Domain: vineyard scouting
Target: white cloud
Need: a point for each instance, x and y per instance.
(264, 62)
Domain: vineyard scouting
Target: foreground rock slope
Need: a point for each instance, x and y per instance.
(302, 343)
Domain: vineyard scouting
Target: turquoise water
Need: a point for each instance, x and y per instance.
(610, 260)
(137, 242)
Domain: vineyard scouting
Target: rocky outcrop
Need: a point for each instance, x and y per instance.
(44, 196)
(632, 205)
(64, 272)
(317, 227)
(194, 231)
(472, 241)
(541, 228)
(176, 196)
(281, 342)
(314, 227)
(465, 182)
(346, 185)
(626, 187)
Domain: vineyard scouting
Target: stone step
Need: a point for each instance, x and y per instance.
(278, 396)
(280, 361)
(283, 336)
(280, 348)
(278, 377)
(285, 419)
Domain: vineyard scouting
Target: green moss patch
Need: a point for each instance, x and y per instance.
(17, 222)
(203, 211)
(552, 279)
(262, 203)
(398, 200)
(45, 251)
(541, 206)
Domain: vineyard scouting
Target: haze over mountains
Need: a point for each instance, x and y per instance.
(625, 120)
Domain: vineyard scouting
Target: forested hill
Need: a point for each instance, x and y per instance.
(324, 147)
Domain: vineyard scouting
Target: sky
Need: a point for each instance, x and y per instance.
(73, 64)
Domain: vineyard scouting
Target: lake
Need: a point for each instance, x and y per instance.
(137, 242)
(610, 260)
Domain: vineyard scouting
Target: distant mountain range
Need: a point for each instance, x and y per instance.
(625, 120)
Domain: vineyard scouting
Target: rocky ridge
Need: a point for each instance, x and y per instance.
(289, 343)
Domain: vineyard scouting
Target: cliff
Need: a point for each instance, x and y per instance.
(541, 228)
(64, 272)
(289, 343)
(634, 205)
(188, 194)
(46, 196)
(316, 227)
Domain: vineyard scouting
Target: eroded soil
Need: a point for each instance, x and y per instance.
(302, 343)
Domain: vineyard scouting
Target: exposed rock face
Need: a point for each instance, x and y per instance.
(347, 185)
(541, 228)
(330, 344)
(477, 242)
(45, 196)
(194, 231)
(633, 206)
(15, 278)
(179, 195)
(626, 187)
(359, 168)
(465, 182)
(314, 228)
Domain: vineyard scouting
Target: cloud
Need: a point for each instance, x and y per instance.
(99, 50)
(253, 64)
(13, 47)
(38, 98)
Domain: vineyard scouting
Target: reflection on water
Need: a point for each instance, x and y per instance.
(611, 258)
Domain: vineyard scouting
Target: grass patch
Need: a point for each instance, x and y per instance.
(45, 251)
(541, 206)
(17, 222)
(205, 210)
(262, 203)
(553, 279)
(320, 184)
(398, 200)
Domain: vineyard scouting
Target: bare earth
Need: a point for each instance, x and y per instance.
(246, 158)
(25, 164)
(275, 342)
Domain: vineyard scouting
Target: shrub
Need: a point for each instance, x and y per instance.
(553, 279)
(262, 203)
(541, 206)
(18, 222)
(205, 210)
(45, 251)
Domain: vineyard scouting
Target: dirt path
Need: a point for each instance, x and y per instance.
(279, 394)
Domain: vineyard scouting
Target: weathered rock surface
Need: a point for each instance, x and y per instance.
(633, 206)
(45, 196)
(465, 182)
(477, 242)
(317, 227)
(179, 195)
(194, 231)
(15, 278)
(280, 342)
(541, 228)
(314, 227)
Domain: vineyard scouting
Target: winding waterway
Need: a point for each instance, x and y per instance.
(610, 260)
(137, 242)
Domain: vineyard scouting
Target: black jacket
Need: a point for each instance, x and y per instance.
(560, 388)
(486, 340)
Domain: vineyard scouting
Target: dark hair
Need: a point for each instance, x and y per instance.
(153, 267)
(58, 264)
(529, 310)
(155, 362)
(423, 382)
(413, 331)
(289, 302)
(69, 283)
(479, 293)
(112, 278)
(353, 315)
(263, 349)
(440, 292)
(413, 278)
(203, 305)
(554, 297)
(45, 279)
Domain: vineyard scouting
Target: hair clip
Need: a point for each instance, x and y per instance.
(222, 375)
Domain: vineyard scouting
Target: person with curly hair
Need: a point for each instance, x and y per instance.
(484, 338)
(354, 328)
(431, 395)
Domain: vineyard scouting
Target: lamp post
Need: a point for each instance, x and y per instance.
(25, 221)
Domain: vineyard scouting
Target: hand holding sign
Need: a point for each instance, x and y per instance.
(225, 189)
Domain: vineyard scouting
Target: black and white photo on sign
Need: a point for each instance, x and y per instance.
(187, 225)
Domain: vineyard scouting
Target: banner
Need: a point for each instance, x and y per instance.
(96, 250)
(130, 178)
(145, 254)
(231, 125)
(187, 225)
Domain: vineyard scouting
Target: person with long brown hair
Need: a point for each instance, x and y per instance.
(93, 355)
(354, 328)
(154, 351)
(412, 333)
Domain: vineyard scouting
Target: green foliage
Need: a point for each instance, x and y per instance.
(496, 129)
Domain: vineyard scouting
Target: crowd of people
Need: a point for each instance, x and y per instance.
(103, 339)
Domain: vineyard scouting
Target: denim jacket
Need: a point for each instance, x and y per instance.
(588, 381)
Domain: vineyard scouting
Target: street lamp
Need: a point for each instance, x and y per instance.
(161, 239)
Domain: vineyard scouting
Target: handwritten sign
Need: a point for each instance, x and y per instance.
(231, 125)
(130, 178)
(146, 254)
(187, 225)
============
*Goal*: From the listing above, reproduce all the lines exactly.

*Task output*:
Domain: vineyard scouting
Target: white cloud
Need: a point for each instance, x and y per instance.
(264, 62)
Domain: vineyard scouting
Target: foreground rock slope
Need: a point for each instance, x and y per instance.
(302, 343)
Domain: vineyard scouting
Target: turquoise water
Need: a point for each instance, x and y per instance.
(610, 260)
(137, 242)
Domain: vineyard scouting
Target: rocky outcrop
Need: a point for each instance, x and y per instance.
(44, 196)
(632, 205)
(64, 272)
(317, 227)
(194, 231)
(472, 241)
(541, 228)
(176, 196)
(281, 342)
(314, 227)
(465, 182)
(346, 185)
(626, 187)
Domain: vineyard scouting
Target: stone step
Need: a point for each instance, x and y per instance.
(278, 396)
(280, 361)
(283, 336)
(280, 348)
(278, 377)
(285, 419)
Domain: vineyard scouting
Target: green moss patch
Need: a point for each instance, x and y per instance.
(17, 222)
(203, 211)
(552, 279)
(262, 203)
(398, 200)
(45, 251)
(541, 206)
Domain: vineyard scouting
Target: haze over mountains
Need: a point for each instance, x and y per instance.
(625, 120)
Domain: vineyard scouting
Target: forested hill
Need: a point for each instance, x and y per instance.
(324, 147)
Domain: vineyard scouting
Target: sky
Need: a point for each instance, x and y per instance.
(73, 64)
Domain: vineyard scouting
Target: lake
Need: a point for each instance, x and y per instance.
(137, 242)
(610, 260)
Domain: vineyard scouting
Target: distant mountain range
Need: a point for each instance, x and y per instance.
(625, 120)
Domain: vineyard scouting
Target: rocky ridge
Need: a point for each instance, x and y per instance.
(289, 343)
Domain: vineyard scouting
Target: cliff
Need: a point for each instance, x and y per instance.
(541, 228)
(64, 272)
(289, 343)
(634, 205)
(188, 194)
(46, 196)
(316, 227)
Domain: vineyard scouting
Target: eroded soil
Need: a point for each instance, x and y per instance.
(302, 343)
Domain: vineyard scouting
Target: exposed rock face
Need: a point for each instance, x and y per instance.
(347, 185)
(541, 228)
(330, 344)
(477, 242)
(45, 196)
(194, 231)
(633, 206)
(15, 278)
(179, 195)
(626, 187)
(359, 168)
(465, 182)
(314, 228)
Domain: vineyard scouting
Target: cloud
Need: a point for each instance, x and y per instance.
(99, 50)
(253, 64)
(13, 47)
(38, 98)
Domain: vineyard scouting
Target: reflection on water
Need: a point for each instance, x and y per instance.
(611, 258)
Domain: vineyard scouting
Target: grass patch
Need: a point for each instance, x and y per instance.
(45, 251)
(541, 206)
(17, 222)
(205, 210)
(262, 203)
(553, 279)
(320, 184)
(398, 200)
Domain: vineyard scouting
Target: bare earth
Need: a point for each instance, x and y per instance.
(246, 158)
(25, 164)
(275, 342)
Domain: vineyard scouting
Target: shrub
Need: a point for each instance, x and y per instance.
(553, 279)
(262, 203)
(541, 206)
(18, 222)
(205, 210)
(45, 251)
Domain: vineyard scouting
Target: dirt path
Need: a point for each instance, x and y per instance.
(279, 394)
Domain: vineyard scouting
Target: weathered rock surface
Need: a point for each instance, x and y per instance.
(633, 206)
(45, 196)
(465, 182)
(477, 242)
(317, 227)
(179, 195)
(194, 231)
(15, 278)
(280, 342)
(541, 228)
(314, 227)
Domain: vineyard scouting
Target: winding waterway
Need: a point for each instance, x and y per instance.
(610, 260)
(137, 242)
Domain: vineyard scouting
Target: black jacket
Need: a point for each instance, x and y per instance.
(560, 388)
(486, 340)
Domain: vineyard scouting
Target: dark hair
Need: a point for each instance, x and y per instance.
(153, 267)
(58, 264)
(529, 310)
(155, 362)
(423, 382)
(413, 331)
(289, 302)
(69, 283)
(479, 293)
(112, 278)
(353, 315)
(263, 349)
(440, 292)
(413, 278)
(203, 305)
(554, 297)
(45, 279)
Domain: vineyard scouting
Target: hair clip
Need: a point for each instance, x and y per instance.
(222, 375)
Domain: vineyard scouting
Target: person with curly hair
Need: a point for each instance, x and y per instance.
(484, 338)
(354, 328)
(431, 395)
Domain: vineyard scouting
Target: lamp post
Need: a point for each instance, x and y per instance.
(25, 221)
Domain: vineyard scouting
Target: hand holding sign
Need: a point for each instance, x and y per instance.
(225, 189)
Domain: vineyard scouting
Target: black and white photo on sign
Need: a point for each instance, x and y per instance.
(187, 225)
Domain: vineyard scouting
Target: banner
Need: a point for each instance, x and y per instance.
(96, 250)
(130, 178)
(145, 254)
(231, 125)
(187, 225)
Domain: vineyard scouting
Target: person with long brown hair
Need: a point for each instance, x and y per instance.
(93, 355)
(354, 328)
(154, 351)
(412, 333)
Domain: vineyard scouting
Target: green foliage
Need: a point for each instance, x and y per instance.
(496, 129)
Domain: vineyard scouting
Target: crowd of people
Need: a point for each instance, x and y per instance.
(103, 339)
Domain: vineyard scouting
Target: denim jacket
Need: a point for each instance, x and y per instance.
(588, 381)
Domain: vineyard scouting
Target: street lamp
Need: a point for each instance, x and y per instance.
(161, 239)
Domain: vineyard scouting
Target: handwritten sign
Need: a point for each instance, x and y per instance.
(231, 125)
(130, 178)
(146, 254)
(187, 225)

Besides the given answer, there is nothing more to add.